- [Items listed in a dataset]:
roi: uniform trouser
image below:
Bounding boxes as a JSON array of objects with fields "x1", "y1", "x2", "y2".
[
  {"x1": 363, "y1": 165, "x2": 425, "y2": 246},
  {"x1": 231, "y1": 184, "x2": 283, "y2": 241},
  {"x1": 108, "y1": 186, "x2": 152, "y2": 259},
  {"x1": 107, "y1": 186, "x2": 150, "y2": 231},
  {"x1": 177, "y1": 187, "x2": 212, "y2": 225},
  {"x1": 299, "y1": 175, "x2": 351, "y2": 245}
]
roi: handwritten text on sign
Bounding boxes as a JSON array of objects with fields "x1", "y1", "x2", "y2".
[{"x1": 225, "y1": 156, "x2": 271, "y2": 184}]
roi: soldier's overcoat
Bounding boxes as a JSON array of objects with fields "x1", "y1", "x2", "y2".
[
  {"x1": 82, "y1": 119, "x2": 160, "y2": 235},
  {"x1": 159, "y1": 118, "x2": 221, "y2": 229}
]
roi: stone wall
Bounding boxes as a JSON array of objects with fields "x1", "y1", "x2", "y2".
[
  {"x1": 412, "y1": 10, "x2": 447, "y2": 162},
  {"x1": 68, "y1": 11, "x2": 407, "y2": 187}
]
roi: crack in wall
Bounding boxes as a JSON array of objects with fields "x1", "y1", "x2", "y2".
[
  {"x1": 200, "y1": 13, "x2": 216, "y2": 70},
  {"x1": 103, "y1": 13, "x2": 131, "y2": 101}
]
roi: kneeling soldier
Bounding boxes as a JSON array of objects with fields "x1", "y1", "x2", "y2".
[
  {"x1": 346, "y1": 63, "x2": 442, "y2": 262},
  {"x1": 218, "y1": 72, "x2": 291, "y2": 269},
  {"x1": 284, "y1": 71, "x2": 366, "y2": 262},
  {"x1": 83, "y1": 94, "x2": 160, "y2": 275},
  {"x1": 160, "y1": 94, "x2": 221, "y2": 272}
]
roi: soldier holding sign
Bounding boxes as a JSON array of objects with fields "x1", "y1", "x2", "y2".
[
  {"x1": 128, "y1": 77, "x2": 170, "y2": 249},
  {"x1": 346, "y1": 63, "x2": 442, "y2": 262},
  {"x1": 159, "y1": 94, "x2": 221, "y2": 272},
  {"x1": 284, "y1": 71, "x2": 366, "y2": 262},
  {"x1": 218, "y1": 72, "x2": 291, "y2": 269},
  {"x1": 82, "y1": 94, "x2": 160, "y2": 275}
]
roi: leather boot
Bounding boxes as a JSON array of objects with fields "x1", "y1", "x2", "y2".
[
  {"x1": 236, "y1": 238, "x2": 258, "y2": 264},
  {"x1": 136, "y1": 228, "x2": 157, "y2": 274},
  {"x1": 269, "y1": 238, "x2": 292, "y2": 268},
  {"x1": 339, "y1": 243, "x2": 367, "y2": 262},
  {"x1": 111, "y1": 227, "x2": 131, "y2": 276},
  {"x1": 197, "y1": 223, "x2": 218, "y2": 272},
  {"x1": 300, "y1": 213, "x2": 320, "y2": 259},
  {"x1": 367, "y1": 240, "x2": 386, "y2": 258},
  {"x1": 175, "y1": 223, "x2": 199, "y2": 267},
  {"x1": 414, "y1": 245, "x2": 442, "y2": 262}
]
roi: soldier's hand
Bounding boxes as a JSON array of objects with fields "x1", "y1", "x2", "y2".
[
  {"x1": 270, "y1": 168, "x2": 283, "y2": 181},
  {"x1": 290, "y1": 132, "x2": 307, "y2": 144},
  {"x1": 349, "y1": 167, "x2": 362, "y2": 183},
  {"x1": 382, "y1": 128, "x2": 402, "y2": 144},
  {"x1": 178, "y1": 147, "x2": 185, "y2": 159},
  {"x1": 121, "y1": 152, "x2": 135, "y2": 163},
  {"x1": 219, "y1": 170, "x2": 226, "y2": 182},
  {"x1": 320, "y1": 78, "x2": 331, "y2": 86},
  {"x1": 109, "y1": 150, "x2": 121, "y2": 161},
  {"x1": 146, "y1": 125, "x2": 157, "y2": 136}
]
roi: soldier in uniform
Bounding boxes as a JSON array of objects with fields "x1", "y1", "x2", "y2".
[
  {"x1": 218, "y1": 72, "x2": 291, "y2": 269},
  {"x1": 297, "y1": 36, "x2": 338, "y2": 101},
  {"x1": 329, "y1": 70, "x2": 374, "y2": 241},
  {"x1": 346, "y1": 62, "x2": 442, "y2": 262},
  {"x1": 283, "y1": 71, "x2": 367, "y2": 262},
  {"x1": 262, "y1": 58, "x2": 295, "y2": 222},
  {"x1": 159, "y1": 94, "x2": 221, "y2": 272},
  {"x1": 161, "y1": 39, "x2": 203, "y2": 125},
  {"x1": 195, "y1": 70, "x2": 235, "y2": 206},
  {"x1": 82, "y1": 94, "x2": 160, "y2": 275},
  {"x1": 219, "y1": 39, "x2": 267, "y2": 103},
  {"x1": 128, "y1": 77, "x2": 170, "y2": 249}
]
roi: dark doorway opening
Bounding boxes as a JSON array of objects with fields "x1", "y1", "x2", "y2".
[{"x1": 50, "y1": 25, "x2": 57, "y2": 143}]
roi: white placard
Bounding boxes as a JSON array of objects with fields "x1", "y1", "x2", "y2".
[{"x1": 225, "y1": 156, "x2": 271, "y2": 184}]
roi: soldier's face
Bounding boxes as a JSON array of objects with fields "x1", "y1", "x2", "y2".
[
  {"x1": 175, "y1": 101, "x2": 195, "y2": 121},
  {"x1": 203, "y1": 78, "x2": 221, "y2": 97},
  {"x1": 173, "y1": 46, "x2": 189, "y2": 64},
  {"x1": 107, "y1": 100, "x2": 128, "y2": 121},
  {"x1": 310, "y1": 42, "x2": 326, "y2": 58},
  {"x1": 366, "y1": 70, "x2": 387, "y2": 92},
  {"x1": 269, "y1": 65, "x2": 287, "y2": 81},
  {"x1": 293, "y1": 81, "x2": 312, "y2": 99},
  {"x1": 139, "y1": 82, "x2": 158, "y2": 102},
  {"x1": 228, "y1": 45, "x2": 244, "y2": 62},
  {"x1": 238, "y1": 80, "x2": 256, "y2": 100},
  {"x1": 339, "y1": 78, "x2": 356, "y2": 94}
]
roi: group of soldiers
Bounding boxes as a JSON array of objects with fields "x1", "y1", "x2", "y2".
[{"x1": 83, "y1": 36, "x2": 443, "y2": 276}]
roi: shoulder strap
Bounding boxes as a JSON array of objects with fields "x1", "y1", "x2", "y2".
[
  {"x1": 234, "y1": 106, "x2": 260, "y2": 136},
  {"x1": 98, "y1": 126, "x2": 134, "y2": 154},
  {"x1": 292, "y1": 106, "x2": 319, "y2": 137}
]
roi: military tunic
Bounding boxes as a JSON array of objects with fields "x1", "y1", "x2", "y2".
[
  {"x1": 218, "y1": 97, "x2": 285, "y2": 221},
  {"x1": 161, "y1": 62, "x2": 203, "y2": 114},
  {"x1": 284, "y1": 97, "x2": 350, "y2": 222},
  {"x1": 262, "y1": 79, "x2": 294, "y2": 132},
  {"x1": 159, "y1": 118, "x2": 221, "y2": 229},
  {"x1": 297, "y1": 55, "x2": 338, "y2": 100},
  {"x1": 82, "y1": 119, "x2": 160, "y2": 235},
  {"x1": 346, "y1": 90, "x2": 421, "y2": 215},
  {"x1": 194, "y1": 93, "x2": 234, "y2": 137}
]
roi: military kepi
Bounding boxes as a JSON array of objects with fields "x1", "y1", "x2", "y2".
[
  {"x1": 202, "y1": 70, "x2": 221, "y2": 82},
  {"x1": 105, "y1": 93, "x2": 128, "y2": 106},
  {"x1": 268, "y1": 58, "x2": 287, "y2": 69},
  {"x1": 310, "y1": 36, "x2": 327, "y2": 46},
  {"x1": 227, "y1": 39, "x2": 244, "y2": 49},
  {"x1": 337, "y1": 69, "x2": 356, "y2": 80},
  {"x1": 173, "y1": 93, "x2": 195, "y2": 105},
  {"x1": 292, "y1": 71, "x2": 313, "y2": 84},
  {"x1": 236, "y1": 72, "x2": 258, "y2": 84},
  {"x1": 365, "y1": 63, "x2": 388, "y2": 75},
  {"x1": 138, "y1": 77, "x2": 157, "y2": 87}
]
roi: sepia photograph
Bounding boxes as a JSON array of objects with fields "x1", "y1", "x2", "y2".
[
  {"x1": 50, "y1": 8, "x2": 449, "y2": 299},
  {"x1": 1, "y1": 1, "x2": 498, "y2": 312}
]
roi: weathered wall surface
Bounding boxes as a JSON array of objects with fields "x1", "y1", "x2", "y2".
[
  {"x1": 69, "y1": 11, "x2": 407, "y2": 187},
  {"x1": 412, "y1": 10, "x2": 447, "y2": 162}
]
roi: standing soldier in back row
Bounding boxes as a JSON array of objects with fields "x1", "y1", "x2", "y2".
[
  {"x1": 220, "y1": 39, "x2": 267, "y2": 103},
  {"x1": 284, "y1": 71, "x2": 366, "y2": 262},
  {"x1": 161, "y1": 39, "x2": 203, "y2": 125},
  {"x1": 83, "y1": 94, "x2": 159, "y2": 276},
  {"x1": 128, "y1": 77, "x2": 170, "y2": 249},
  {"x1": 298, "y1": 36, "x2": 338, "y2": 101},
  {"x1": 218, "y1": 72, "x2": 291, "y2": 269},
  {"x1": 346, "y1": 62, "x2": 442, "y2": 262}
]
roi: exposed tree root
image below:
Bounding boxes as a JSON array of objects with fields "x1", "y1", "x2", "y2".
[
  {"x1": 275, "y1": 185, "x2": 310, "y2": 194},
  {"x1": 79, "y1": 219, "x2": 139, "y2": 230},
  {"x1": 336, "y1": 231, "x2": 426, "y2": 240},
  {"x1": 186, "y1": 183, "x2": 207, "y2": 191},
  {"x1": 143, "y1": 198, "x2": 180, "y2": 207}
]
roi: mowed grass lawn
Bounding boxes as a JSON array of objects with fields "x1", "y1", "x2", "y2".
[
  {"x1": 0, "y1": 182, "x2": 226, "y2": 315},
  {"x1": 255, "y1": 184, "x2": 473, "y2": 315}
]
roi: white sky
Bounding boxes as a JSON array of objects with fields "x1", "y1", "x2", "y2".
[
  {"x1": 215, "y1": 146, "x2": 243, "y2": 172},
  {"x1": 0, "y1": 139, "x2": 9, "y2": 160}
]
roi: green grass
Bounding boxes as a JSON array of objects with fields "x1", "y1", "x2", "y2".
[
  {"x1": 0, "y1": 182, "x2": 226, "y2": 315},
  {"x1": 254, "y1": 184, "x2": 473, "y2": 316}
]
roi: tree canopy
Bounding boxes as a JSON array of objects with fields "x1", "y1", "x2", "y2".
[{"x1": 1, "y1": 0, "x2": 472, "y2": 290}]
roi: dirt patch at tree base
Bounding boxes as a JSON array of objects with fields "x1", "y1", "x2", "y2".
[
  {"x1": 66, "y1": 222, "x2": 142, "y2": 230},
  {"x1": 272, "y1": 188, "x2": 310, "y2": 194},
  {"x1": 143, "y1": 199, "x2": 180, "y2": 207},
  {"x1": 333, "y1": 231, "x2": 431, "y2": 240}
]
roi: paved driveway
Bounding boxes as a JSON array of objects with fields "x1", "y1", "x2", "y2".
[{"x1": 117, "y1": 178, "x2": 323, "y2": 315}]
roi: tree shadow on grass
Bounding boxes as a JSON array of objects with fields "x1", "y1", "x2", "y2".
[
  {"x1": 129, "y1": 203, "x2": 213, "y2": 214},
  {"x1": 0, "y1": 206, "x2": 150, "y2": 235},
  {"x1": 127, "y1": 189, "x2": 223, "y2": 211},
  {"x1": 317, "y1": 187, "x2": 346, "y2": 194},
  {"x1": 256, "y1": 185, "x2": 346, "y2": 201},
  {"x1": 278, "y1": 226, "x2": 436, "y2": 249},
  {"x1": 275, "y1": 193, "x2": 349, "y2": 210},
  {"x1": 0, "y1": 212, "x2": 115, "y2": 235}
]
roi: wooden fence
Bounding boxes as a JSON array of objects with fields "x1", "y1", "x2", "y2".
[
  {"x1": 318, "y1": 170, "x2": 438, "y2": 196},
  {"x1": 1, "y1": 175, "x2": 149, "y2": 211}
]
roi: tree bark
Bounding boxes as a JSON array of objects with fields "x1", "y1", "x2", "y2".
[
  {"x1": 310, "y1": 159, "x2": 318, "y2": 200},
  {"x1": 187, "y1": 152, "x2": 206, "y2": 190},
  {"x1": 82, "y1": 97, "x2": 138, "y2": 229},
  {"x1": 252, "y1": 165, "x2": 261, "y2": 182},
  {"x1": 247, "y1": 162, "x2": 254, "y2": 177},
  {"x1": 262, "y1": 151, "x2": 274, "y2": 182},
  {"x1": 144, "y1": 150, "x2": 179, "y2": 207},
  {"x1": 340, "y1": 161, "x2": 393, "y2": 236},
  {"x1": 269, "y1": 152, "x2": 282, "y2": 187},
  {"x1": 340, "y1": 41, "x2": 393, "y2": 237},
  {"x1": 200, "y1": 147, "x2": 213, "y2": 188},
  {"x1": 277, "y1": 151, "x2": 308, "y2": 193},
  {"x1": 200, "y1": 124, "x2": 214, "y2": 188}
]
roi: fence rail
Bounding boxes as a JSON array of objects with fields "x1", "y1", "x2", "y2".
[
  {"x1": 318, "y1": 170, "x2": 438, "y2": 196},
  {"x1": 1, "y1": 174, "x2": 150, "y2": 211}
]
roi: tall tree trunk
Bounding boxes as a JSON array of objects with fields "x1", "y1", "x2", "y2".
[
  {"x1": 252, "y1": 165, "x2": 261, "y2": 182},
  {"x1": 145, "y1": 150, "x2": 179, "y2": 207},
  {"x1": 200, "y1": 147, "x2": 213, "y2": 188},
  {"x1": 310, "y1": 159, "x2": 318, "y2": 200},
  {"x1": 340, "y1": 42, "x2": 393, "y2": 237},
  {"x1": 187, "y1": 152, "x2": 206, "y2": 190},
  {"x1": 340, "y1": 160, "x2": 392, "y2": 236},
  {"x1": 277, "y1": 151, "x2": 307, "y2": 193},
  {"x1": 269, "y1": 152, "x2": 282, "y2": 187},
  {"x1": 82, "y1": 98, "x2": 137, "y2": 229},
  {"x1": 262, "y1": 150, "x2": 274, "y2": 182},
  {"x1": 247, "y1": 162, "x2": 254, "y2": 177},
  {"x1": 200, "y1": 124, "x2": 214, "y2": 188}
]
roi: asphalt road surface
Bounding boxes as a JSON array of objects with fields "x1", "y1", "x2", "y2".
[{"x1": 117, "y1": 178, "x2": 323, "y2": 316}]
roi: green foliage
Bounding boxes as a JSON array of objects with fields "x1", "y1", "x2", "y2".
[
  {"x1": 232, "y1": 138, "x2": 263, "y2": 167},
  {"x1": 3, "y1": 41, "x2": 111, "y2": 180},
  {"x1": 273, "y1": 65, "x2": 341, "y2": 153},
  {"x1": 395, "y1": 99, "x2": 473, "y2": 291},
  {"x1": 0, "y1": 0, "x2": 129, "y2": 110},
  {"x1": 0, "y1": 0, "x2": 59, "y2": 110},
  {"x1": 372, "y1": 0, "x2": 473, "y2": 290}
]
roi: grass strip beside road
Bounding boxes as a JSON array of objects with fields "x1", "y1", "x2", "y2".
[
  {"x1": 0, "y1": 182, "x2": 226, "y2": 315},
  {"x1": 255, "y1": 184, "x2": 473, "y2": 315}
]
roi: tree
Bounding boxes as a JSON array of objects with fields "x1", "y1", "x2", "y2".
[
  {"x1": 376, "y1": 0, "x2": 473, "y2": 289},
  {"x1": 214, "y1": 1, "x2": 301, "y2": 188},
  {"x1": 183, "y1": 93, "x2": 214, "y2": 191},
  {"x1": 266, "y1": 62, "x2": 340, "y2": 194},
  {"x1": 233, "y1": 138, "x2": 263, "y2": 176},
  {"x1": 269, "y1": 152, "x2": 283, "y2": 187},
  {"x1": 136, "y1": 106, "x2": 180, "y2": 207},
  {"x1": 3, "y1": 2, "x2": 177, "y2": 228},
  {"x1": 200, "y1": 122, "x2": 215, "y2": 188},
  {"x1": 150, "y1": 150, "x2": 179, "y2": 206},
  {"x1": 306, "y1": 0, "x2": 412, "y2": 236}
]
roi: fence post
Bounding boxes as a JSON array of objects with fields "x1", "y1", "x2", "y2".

- [Instructions for the task]:
Of the lines above, output exactly those from the line bearing "roi: tree bark" through the line bearing "roi: fence rail", inclusive.

- [Task result]:
roi: tree bark
Bounding boxes as a JSON array of objects with fields "x1", "y1", "x2", "y2".
[
  {"x1": 310, "y1": 159, "x2": 318, "y2": 200},
  {"x1": 187, "y1": 152, "x2": 206, "y2": 190},
  {"x1": 82, "y1": 97, "x2": 138, "y2": 229},
  {"x1": 252, "y1": 165, "x2": 261, "y2": 182},
  {"x1": 247, "y1": 162, "x2": 254, "y2": 177},
  {"x1": 262, "y1": 151, "x2": 274, "y2": 182},
  {"x1": 144, "y1": 150, "x2": 179, "y2": 207},
  {"x1": 340, "y1": 161, "x2": 393, "y2": 236},
  {"x1": 269, "y1": 152, "x2": 282, "y2": 187},
  {"x1": 340, "y1": 41, "x2": 393, "y2": 237},
  {"x1": 200, "y1": 147, "x2": 213, "y2": 188},
  {"x1": 277, "y1": 151, "x2": 308, "y2": 193},
  {"x1": 200, "y1": 124, "x2": 214, "y2": 188}
]
roi: fence rail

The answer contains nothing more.